[Try it]: Set down each record below precisely, skipping the pictures.

[Input data]:
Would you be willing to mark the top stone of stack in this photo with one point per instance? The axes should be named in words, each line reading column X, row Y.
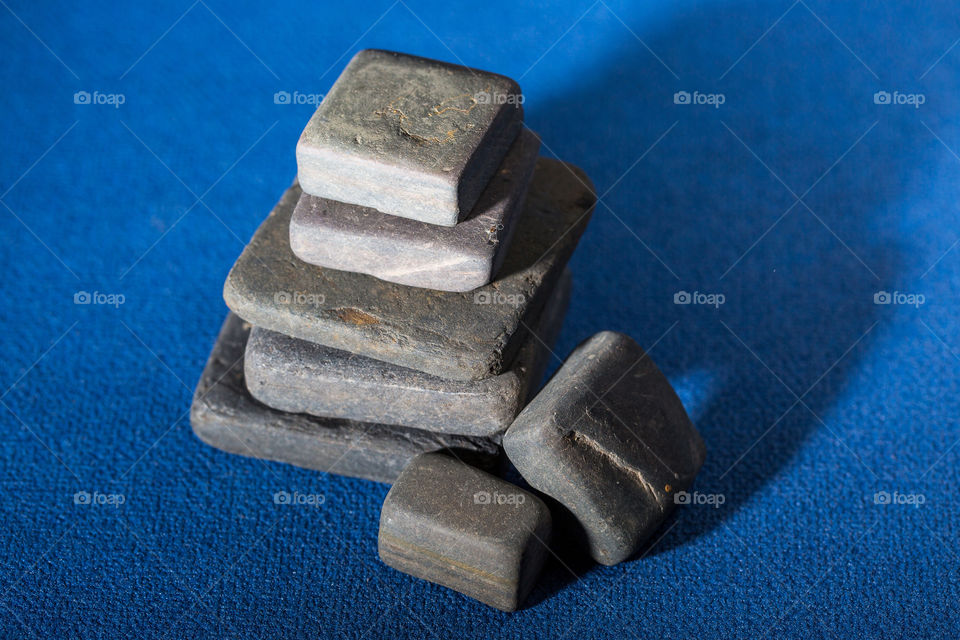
column 408, row 136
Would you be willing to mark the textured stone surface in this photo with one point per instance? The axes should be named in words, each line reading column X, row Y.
column 463, row 528
column 224, row 415
column 460, row 336
column 609, row 439
column 304, row 377
column 333, row 234
column 409, row 136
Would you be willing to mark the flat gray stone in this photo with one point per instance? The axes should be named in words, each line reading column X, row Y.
column 459, row 336
column 449, row 523
column 609, row 439
column 333, row 234
column 409, row 136
column 225, row 416
column 304, row 377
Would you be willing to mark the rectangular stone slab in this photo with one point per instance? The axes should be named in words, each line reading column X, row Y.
column 334, row 234
column 449, row 523
column 304, row 377
column 225, row 416
column 459, row 336
column 408, row 136
column 609, row 439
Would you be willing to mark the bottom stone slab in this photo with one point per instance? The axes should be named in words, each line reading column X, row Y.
column 449, row 523
column 226, row 416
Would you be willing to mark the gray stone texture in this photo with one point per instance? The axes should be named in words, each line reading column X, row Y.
column 224, row 415
column 304, row 377
column 449, row 523
column 459, row 336
column 409, row 136
column 609, row 439
column 334, row 234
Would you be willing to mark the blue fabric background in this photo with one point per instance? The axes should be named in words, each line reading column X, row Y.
column 798, row 199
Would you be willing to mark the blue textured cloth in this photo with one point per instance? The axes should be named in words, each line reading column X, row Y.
column 811, row 165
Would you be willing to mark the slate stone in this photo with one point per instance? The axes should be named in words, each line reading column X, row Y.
column 609, row 439
column 409, row 136
column 304, row 377
column 225, row 416
column 459, row 336
column 449, row 523
column 333, row 234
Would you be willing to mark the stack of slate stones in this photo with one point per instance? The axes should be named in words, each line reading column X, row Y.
column 394, row 313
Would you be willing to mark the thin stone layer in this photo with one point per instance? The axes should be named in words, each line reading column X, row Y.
column 337, row 235
column 459, row 336
column 609, row 439
column 225, row 416
column 303, row 377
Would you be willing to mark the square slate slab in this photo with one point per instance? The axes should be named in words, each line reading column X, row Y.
column 333, row 234
column 609, row 439
column 459, row 336
column 224, row 415
column 304, row 377
column 409, row 136
column 449, row 523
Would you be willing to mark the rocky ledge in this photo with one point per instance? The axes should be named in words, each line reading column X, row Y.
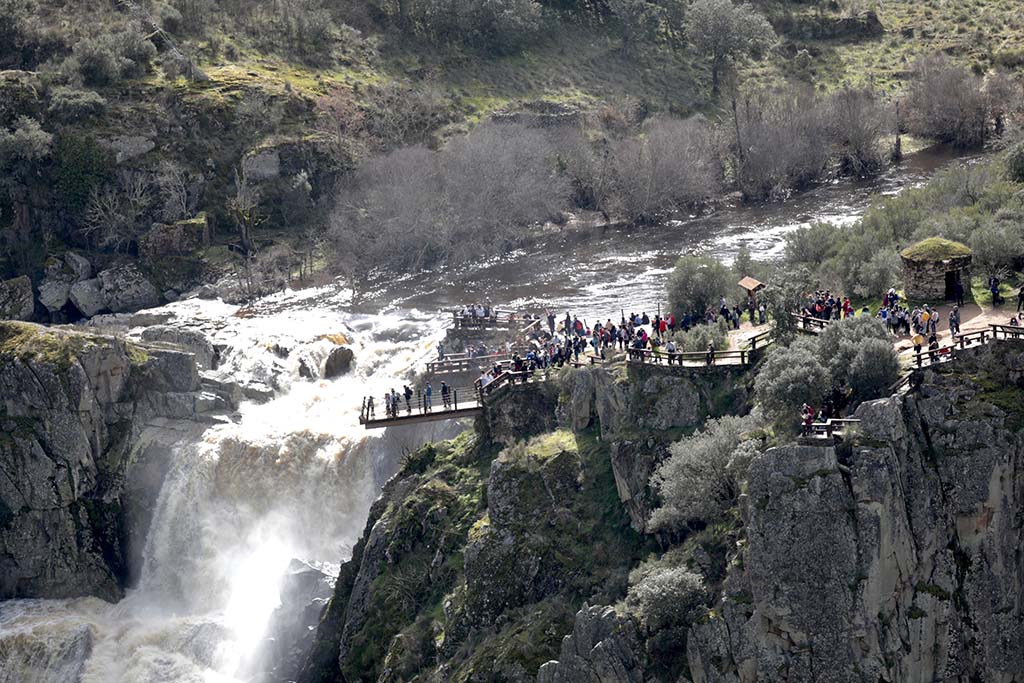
column 891, row 555
column 86, row 426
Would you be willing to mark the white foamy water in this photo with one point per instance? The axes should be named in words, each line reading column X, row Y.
column 289, row 478
column 294, row 477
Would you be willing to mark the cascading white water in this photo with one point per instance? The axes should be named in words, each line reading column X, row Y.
column 295, row 476
column 290, row 478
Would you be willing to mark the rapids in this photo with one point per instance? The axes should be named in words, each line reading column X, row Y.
column 294, row 477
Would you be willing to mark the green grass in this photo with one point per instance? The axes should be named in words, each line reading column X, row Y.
column 25, row 341
column 935, row 249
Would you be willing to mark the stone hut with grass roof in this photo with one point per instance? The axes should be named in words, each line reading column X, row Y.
column 933, row 266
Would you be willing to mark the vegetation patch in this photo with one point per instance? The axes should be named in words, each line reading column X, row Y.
column 935, row 249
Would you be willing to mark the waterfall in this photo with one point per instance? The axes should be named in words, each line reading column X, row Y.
column 290, row 478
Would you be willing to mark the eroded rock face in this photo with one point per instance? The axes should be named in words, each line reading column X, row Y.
column 603, row 646
column 338, row 363
column 126, row 290
column 190, row 340
column 894, row 560
column 16, row 301
column 72, row 408
column 87, row 297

[Task answer]:
Would you be willing to mark the top stone of stack in this photo with one point per instance? The axes should be named in words, each line reading column X, row Y.
column 408, row 136
Would you be willing to mark the textured stone surface in this photo with one point per instance? The axes should be named in words, each line reading column X, row Y.
column 463, row 528
column 224, row 415
column 460, row 336
column 609, row 439
column 304, row 377
column 333, row 234
column 409, row 136
Would you be willing to mark the flat gray stone in this photo with one point per instance? The axes should be named in words, each line reading column X, row Y.
column 459, row 336
column 449, row 523
column 609, row 439
column 333, row 234
column 409, row 136
column 225, row 416
column 304, row 377
Would you be willing to mark the rectangular stone slab in this photo with one point per instance? The axes should be named in words, each line reading column X, row Y.
column 334, row 234
column 449, row 523
column 304, row 377
column 225, row 416
column 459, row 336
column 408, row 136
column 609, row 439
Would you be willing to mark the bottom stone slab in this photo with one point per instance? The axes should be named in words, each line reading column X, row Y.
column 449, row 523
column 226, row 416
Would you be willing to mark the gray stone texture in this photo with one point per instance? The axes should be named in words, each line reading column X, row Y.
column 224, row 415
column 304, row 377
column 449, row 523
column 459, row 336
column 409, row 136
column 609, row 439
column 334, row 234
Would you be willing to mark the blue fabric background in this photo with one point per instance? The axes should be named in words, each line reading column X, row Y.
column 798, row 199
Would you be willing to mark the blue textured cloth in this photo with one point per instance? The axes should be named in words, each line reading column X, row Y.
column 811, row 165
Would you be willing to mark the slate stone in this photo with one point per instance? The axes should be named in words, each line reading column X, row Y.
column 609, row 439
column 409, row 136
column 304, row 377
column 225, row 416
column 459, row 336
column 449, row 523
column 333, row 234
Would you be willing to mark the stack of slate stones in this photo with one point per instance? The axes should be named in words, each line reading column X, row Y.
column 394, row 313
Would you be willing to mark the thin stone layer in this photo with one point per instance? The axes should be named in words, each line reading column X, row Y.
column 337, row 235
column 459, row 336
column 609, row 439
column 225, row 416
column 303, row 377
Would you be willing to mark the square slate slab in this photo with one point per instance? The axes should be named in words, each line reading column X, row Y.
column 333, row 234
column 609, row 439
column 459, row 336
column 224, row 415
column 304, row 377
column 409, row 136
column 449, row 523
Would you be willing to mark the rocky ledge in this photo with one point per instance? The axes should be named in words, each line reading column X, row Y.
column 891, row 555
column 86, row 426
Would you be willing to mark the white foamy water in this photo with one point per instance? The axes should be named in words, each line reading column X, row Y.
column 289, row 478
column 294, row 477
Would you be willing to mark the cascading white water in this photo with one point per instance? The axes should be named in words, each line reading column X, row Y.
column 295, row 476
column 290, row 478
Would you be willing to mark the rapids in this photo with one point per instance? The axes should be named in words, each line reading column X, row Y.
column 294, row 477
Would you be willing to mark the green grass in this photo with one point per instance? The axes should be named in words, each line reading column X, row Y.
column 25, row 341
column 935, row 249
Would you be willing to mark the stone hut with grass roof in this photo with one point per instance? The axes should be named in words, each line reading column X, row Y.
column 933, row 266
Would you be willing to mark the vegetation patch in this photo with one point per instance? The axes should be named in words, each line reading column X, row Y.
column 935, row 249
Would you be willing to mark the waterfall in this photo with one point per instance? The axes should be named in words, each line reading column X, row Y.
column 290, row 478
Would you be willing to mark the eroded rock face in this photo with one point per instance? The axes should be named in words, each line reading column X, row Y.
column 603, row 646
column 338, row 363
column 126, row 290
column 190, row 340
column 894, row 560
column 16, row 301
column 72, row 408
column 87, row 297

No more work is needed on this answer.